Dataset rows on where objects appear:
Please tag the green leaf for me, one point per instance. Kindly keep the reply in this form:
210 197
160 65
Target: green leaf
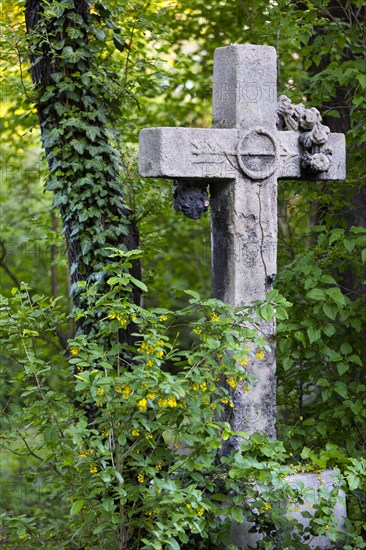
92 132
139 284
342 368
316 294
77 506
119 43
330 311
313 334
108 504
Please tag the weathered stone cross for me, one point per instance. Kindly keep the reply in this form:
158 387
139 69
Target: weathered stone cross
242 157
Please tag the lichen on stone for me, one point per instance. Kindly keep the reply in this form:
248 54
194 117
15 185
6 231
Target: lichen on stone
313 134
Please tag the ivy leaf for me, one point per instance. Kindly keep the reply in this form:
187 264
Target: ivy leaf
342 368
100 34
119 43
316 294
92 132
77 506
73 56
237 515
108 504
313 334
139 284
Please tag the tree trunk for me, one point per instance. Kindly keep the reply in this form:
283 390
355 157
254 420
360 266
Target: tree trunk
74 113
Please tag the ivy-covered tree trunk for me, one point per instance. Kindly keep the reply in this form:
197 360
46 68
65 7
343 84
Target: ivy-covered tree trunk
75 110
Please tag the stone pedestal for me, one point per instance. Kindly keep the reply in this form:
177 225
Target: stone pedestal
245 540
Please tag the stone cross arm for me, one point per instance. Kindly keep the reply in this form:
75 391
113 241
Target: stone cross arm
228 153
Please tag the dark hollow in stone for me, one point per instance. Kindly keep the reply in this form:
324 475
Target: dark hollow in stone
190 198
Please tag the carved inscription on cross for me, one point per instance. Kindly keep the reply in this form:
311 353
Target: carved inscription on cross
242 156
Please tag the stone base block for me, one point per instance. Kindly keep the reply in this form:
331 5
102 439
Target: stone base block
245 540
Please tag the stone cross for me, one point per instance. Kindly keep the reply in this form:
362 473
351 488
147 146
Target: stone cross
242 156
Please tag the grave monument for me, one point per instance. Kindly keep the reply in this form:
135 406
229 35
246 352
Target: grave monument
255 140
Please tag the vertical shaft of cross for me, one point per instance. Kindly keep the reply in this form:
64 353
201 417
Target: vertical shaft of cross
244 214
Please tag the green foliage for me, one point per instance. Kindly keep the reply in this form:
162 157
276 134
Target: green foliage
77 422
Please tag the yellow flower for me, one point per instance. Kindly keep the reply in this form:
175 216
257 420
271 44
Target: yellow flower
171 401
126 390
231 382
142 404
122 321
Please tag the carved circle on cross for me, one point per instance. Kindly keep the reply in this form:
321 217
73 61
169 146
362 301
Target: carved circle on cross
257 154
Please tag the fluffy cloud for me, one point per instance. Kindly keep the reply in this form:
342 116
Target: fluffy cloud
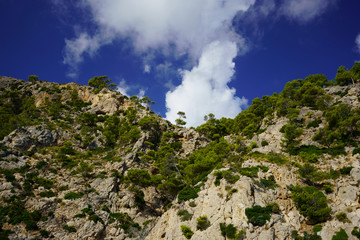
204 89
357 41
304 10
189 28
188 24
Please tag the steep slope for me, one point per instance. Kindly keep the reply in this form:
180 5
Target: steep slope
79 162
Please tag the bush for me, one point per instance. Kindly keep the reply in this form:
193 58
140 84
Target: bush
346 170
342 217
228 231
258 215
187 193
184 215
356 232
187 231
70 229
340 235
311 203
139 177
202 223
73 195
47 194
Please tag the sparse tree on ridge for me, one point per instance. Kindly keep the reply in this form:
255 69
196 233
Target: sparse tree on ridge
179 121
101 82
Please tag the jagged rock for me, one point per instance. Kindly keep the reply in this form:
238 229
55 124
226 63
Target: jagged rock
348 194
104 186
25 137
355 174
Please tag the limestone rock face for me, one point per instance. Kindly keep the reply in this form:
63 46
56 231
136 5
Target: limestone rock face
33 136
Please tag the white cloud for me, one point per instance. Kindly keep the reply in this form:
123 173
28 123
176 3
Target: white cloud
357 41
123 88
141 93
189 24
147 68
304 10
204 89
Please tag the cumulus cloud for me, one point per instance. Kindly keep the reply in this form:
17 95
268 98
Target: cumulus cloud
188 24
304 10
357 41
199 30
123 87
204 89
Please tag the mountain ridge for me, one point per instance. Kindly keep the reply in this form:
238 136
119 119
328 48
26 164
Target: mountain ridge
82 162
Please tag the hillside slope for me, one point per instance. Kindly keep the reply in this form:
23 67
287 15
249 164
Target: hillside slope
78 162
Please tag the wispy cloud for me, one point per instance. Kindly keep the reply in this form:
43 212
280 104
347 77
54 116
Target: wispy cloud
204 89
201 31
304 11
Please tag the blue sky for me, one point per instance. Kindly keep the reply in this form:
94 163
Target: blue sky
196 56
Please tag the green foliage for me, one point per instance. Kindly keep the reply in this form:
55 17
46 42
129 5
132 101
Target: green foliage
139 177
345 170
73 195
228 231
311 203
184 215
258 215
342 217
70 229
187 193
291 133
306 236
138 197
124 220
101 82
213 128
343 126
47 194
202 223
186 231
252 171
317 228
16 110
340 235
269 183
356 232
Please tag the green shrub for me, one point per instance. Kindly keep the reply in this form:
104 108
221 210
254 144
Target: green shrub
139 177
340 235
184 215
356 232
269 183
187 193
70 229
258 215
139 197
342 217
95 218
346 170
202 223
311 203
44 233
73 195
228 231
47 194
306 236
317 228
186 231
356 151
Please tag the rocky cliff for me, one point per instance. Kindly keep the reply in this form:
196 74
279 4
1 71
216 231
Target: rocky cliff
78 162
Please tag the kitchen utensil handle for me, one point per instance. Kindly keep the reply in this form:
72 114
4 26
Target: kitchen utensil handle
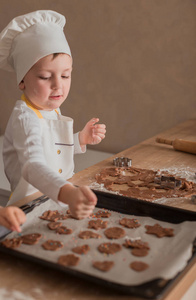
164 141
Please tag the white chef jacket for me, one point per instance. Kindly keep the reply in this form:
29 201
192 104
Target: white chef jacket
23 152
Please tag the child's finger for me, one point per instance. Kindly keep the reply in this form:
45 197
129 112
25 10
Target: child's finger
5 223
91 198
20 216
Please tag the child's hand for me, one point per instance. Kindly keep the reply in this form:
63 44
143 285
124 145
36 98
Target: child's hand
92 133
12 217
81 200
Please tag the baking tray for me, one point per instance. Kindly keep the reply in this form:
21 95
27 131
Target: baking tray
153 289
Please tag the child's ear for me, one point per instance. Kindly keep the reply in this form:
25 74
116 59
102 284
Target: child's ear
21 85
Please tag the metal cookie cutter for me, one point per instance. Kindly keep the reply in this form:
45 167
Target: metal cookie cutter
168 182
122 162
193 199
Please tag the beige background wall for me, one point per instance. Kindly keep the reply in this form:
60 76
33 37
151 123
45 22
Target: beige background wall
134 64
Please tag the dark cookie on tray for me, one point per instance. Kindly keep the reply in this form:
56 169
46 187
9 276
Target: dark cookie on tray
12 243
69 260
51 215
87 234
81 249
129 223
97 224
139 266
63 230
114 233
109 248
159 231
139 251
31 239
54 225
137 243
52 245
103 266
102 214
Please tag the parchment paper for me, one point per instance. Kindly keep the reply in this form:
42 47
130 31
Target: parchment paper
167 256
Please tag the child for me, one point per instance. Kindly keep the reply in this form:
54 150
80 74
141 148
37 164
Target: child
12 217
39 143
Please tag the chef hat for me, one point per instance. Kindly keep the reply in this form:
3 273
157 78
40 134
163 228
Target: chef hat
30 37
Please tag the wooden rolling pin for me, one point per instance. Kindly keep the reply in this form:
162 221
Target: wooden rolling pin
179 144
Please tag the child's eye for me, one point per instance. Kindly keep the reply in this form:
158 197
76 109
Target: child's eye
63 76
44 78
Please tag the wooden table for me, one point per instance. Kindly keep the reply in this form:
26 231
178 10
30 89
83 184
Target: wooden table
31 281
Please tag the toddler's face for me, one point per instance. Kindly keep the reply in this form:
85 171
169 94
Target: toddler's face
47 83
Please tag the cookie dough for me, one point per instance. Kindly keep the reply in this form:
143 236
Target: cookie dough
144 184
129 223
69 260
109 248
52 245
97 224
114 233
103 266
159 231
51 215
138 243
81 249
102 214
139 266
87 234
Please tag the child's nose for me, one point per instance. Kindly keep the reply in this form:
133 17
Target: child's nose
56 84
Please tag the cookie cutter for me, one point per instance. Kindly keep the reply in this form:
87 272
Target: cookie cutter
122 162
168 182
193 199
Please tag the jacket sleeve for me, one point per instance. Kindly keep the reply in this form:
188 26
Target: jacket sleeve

Exercise
Beginning at the line that contains "Please tag the wooden rolling", retype each line of the listing up to and including the last one, exactly as it stands, and nothing else.

Final answer
Please tag the wooden rolling pin for me, one point per instance. Kindly keep the reply in this form:
162 221
Target: wooden rolling pin
179 144
Please tag the child's eye for me, one point per instance. Kindly keep the reply in this form:
158 197
76 109
Target: child's eye
63 76
44 78
Please tag the wooden table for me, one point per instance. Kindly keep the reply in this form:
26 231
178 10
30 89
83 184
Target: wooden table
31 281
Please tag the toddler's face for me, one point per instance. Kindly keep the reply in this form:
85 171
169 94
Target: toddler's face
47 83
Please tag the cookie dough for me, one point per instance. Kindly keep the reply in this form:
143 236
Target: cookie dough
144 184
129 223
69 260
109 248
52 245
97 224
114 233
103 266
159 231
51 215
138 243
81 249
102 214
139 266
87 234
Please tag the child's nose for me, one point per instance. Kindly keep the reply in this form:
133 17
Target: child's nose
56 84
Please tag the cookie cutter for me, one point per instance. Kindly keep the reply in this form:
87 272
Target: cookie cutter
122 162
168 182
193 199
Please tag the jacket sleeve for me, one point per instance. Kindly keep the reply in this form:
188 26
Target: jacket sleeve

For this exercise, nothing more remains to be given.